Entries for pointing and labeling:
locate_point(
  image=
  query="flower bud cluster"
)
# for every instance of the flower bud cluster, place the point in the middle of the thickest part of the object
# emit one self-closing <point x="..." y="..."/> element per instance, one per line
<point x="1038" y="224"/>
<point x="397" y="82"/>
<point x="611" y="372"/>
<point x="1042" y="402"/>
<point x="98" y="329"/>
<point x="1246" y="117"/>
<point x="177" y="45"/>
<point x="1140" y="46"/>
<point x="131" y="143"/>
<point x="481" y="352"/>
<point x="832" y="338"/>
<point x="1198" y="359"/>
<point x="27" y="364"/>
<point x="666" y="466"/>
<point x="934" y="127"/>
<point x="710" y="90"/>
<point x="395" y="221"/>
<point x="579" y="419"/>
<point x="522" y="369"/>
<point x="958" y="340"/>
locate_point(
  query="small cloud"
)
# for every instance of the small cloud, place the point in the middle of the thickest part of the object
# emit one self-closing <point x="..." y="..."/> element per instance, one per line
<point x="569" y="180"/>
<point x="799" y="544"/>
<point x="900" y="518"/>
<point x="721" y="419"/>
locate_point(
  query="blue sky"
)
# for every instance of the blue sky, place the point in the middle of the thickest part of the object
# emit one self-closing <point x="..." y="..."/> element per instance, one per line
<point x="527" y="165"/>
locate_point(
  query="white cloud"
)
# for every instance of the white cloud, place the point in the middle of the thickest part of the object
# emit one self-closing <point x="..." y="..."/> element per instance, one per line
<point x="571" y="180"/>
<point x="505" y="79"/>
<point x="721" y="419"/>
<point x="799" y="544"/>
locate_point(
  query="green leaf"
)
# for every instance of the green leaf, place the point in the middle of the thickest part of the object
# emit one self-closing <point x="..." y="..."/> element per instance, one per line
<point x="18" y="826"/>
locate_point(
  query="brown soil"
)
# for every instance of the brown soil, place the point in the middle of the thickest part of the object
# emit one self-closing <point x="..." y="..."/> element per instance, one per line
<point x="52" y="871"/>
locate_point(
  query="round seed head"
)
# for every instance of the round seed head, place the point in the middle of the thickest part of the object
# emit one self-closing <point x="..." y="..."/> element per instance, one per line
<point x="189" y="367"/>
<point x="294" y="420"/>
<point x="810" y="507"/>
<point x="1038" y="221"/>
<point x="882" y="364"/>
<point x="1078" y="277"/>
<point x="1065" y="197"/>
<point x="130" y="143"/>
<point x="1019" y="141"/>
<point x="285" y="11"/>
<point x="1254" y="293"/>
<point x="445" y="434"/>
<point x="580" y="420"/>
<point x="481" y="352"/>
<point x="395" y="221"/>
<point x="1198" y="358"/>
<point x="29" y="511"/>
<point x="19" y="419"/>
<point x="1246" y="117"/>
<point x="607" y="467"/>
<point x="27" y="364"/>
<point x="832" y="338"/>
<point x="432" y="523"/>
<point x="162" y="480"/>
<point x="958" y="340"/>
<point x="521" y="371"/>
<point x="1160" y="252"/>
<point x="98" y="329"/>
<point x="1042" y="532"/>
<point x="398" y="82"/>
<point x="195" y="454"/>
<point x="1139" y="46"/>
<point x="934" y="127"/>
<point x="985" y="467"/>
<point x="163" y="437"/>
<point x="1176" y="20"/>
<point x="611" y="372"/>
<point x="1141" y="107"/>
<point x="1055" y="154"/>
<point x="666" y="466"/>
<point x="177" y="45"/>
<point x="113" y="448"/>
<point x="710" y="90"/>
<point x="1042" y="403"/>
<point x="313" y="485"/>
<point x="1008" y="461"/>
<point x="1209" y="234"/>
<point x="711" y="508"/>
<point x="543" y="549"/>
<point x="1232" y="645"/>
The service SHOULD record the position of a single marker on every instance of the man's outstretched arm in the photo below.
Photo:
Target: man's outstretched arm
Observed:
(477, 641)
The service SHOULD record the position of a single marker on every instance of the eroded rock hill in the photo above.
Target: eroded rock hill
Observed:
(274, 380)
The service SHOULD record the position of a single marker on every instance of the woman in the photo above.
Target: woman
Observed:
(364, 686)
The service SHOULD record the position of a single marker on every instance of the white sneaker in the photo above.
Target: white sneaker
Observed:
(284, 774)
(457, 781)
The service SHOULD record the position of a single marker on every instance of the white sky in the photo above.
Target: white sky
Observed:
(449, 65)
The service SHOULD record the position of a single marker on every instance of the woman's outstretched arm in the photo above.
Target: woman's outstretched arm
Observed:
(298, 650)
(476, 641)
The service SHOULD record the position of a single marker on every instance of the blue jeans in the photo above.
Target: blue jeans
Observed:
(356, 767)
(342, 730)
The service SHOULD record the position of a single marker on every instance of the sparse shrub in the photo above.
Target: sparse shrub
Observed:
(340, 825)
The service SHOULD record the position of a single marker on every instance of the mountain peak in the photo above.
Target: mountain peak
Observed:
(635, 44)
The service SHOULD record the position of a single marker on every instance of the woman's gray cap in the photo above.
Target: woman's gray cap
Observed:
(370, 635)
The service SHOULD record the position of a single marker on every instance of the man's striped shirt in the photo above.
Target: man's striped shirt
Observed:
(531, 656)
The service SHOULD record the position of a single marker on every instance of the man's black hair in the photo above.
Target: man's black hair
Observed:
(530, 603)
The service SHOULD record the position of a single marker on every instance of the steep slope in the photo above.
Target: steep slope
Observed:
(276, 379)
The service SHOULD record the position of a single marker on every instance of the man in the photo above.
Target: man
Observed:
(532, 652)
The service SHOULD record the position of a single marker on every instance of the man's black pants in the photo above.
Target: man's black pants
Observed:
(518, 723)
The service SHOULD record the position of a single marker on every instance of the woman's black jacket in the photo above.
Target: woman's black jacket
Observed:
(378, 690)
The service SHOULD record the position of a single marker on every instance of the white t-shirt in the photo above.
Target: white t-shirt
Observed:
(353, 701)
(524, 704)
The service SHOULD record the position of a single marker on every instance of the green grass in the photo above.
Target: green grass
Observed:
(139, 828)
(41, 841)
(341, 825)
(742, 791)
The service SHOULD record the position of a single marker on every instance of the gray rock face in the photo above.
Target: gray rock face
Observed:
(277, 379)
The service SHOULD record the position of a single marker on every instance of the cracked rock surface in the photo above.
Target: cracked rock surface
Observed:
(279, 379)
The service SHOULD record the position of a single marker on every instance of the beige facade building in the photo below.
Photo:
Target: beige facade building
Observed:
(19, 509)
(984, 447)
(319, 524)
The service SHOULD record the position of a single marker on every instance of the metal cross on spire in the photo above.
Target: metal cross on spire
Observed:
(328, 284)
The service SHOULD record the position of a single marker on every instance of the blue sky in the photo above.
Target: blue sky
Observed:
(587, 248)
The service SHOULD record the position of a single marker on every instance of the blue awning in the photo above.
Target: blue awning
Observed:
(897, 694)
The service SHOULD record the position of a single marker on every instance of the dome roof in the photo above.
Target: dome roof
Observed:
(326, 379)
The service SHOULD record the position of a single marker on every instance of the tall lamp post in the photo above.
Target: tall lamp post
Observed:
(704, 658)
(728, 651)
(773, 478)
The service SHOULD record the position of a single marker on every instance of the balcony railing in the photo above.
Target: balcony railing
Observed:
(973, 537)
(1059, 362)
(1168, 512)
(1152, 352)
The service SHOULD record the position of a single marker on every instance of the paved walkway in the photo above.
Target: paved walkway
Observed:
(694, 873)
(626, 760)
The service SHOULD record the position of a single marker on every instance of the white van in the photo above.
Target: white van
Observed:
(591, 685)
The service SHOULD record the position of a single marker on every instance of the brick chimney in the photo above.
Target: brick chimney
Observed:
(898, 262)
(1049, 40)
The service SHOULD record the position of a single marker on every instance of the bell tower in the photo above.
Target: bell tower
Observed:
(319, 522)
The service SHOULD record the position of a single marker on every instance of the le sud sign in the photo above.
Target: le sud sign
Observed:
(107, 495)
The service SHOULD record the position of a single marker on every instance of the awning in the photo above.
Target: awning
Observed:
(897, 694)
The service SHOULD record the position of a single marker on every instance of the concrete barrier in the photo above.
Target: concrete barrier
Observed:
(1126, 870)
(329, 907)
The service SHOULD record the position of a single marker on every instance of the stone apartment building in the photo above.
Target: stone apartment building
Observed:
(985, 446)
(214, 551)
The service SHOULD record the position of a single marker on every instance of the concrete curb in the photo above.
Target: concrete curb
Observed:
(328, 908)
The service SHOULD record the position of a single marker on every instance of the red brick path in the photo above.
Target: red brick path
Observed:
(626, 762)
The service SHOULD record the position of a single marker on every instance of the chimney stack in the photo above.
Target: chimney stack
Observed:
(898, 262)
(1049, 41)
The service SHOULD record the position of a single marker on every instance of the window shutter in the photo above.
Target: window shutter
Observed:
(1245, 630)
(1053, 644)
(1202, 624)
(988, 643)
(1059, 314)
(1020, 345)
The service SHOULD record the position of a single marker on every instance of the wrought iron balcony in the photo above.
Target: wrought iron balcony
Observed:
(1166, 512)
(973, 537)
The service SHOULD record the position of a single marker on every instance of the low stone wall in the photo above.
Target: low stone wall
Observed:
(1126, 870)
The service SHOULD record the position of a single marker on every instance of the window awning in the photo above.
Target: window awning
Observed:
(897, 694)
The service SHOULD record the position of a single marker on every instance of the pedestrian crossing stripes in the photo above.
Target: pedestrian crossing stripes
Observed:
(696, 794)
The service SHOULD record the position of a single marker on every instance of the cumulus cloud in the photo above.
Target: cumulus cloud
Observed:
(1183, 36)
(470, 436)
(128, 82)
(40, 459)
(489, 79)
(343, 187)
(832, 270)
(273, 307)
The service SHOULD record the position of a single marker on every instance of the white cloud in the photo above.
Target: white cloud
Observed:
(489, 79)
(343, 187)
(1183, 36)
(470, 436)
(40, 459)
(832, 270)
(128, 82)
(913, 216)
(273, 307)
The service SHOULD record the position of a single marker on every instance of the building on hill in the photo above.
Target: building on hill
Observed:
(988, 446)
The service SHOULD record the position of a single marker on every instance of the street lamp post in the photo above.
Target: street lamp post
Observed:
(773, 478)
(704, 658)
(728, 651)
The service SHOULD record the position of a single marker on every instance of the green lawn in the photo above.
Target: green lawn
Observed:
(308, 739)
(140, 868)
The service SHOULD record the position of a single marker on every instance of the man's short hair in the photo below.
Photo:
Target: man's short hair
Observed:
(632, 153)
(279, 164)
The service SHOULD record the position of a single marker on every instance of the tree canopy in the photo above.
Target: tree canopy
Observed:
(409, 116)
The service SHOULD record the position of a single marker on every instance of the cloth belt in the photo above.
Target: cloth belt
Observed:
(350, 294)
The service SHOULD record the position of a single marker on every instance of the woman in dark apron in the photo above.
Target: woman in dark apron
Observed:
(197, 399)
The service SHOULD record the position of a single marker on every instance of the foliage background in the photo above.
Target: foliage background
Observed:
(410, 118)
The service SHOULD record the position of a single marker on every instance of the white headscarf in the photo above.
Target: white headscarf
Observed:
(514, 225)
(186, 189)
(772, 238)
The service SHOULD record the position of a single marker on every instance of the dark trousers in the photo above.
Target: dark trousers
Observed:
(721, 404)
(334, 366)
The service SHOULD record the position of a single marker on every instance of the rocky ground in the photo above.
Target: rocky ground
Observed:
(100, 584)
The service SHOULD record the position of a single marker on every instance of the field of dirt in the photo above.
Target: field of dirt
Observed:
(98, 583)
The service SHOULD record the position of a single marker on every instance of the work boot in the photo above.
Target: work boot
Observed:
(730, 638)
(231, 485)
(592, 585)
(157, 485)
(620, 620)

_Exercise instructions:_ Give the lines from the one containing "canopy in the photo above." through the last line of the items as a JSON list of strings, one string per line, with blank lines omitted.

_Exercise result:_
[
  "The service SHOULD record the position of a single marker on every instance of the tree canopy in the photo above.",
  "Target: tree canopy",
  "Observed:",
  "(409, 116)",
  "The service SHOULD record the position of a single marker on every instance of the cloth belt in the photo above.",
  "Target: cloth belt",
  "Observed:",
  "(350, 294)",
  "The service SHOULD record the position of a single marker on every instance of the woman in dark apron in the photo above.",
  "Target: woman in dark apron",
  "Observed:",
  "(197, 399)",
  "The service SHOULD record the position of a single marker on every instance of the foliage background in the photo above.",
  "Target: foliage background",
  "Observed:",
  "(410, 118)",
  "The service SHOULD record the position of a single marker on every instance of the white headscarf in the photo above.",
  "Target: white headscarf",
  "Observed:",
  "(514, 225)",
  "(186, 189)",
  "(772, 238)",
  "The service SHOULD record the position of a single marker on every instance of the dark trousers in the photo above.",
  "Target: dark trousers",
  "Observed:",
  "(721, 404)",
  "(334, 366)",
  "The service SHOULD record the position of a single marker on every instance of the rocky ground in the photo above.",
  "Target: rocky ground",
  "Observed:",
  "(100, 584)",
  "The service SHOULD record the position of a single marker on every instance of the field of dirt in the photo above.",
  "Target: field of dirt",
  "Observed:",
  "(98, 583)",
  "The service SHOULD record the position of a single marker on every instance of the work boot in the photo above.",
  "Target: work boot",
  "Observed:",
  "(730, 638)",
  "(231, 485)",
  "(592, 585)",
  "(157, 485)",
  "(620, 620)"
]